◆ Problems to work on
a. Answer these questions using the mpox overview:
(i) On what date did the WHO Director-General declare mpox a Public Health Emergency of International Concern?
(ii) As of 13 November 2022, how many laboratory confirmed cases had been reported globally?
(iii) Which antiviral treatment is the rapid landscape analysis centered on?
b. Print the portion of the mpox overview that begins with the words containing "This rapid landscape analysis" and ends with "populations in need.".

◆ Selected excerpt
* * * * *
Overview of mpox antivirals and diagnostics landscape
A new globalized outbreak of monkeypox (since 28 November 2022 denominated mpox by the World Health Organization, WHO) began in April 2022, expanding the presence of the virus beyond the countries and regions in which it is endemic, and spreading primarily through sexual routes of transmission that had not been identified or associated with other outbreaks. Mpox was declared a Public Health Emergency of International Concern (PHEIC) by the WHO Director-General on July 23, 2022.
This ongoing outbreak has been localized in communities of gay men and other men who have sex with men and transgender people, with additional cases in cis-gender women and children. As of 13 November 2022, 110 countries, territories or areas (per WHO classification) had reported cases, contributing to a global total of 79 411 laboratory confirmed cases and 50 deaths. At that time, 18 countries reported increases in cases, and 63 countries had not reported cases in the last 21 days. Cases in other countries were declining. While the overall trends in declining cases are encouraging, it is possible, if not likely, that many countries and communities that did not have endemic mpox prior to the start of the 2022 outbreak will join West and Central Africa–areas of historic endemicity–as endemic regions with the potential for intermittent outbreaks. The most recent outbreak, which saw high case rates in high-income countries, was characterized by a mobilization of testing, treatment and vaccine strategies that was a stark departure from the response to past and concurrent African outbreaks. Coming two years into the SARS CoV-2 pandemic, the mpox outbreak once again revealed stark global inequities in access to crucial medical countermeasures. This rapid landscape was designed to support continued action and coordination on the part of WHO, industry, funders, governments and communities to ensure reliable and equitable supplies of and global access to medical countermeasures for mpox virus.
This rapid landscape analysis is centered on the antiviral treatment tecovirimat and point-of-care diagnostic tools and does not explore the landscape of mpox vaccine access. It is designed to provide a starting point for discussions, further analysis and action on potential interventions needed to ensure that both testing and treatment can be made readily available for all populations in need.
* * * * *
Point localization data
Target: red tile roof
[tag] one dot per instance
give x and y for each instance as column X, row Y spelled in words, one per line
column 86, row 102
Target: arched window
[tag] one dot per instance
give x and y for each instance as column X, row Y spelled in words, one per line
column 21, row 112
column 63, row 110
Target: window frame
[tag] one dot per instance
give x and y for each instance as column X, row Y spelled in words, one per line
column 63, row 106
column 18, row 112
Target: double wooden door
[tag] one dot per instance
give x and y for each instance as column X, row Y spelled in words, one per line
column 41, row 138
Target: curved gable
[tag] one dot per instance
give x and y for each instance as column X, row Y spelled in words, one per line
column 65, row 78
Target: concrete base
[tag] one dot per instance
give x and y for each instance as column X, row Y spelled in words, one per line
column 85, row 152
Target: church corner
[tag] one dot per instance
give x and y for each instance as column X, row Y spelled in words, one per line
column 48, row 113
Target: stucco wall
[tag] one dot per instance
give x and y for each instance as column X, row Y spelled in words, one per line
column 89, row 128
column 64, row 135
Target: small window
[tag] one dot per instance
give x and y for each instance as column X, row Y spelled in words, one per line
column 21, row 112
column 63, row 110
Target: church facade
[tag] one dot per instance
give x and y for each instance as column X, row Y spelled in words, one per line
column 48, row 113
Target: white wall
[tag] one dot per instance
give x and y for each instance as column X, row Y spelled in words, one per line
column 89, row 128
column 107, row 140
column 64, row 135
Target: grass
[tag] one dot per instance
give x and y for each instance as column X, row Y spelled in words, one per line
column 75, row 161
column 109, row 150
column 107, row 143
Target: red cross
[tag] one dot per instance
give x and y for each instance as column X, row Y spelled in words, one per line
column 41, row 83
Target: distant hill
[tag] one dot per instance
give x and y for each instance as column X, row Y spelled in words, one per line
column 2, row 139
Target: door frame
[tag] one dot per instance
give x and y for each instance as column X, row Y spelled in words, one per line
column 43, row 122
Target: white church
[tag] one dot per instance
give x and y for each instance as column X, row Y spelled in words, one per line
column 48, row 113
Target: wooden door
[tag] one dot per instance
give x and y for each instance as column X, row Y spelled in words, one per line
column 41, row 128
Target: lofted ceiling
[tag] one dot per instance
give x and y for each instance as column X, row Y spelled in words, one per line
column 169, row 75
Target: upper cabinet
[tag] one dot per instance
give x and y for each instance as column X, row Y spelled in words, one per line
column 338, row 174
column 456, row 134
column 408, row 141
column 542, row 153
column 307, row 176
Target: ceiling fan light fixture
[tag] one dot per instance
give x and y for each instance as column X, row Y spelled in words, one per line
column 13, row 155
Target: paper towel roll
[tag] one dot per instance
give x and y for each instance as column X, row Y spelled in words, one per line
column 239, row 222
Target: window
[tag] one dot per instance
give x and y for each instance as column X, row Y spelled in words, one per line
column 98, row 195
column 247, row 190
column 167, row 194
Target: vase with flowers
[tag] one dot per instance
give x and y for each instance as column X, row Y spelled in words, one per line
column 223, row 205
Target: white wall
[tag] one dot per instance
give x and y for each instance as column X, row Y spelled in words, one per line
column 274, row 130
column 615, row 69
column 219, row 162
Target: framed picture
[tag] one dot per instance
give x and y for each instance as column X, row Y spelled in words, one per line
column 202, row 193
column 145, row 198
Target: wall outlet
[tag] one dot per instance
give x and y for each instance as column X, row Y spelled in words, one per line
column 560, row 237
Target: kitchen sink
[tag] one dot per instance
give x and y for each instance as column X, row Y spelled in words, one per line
* * * * *
◆ Task responses
a.
(i) July 23, 2022
(ii) 79 411
(iii) Tecovirimat

b.
This rapid landscape analysis is centered on the antiviral treatment tecovirimat and point-of-care diagnostic tools and does not explore the landscape of mpox vaccine access. It is designed to provide a starting point for discussions, further analysis and action on potential interventions needed to ensure that both testing and treatment can be made readily available for all populations in need.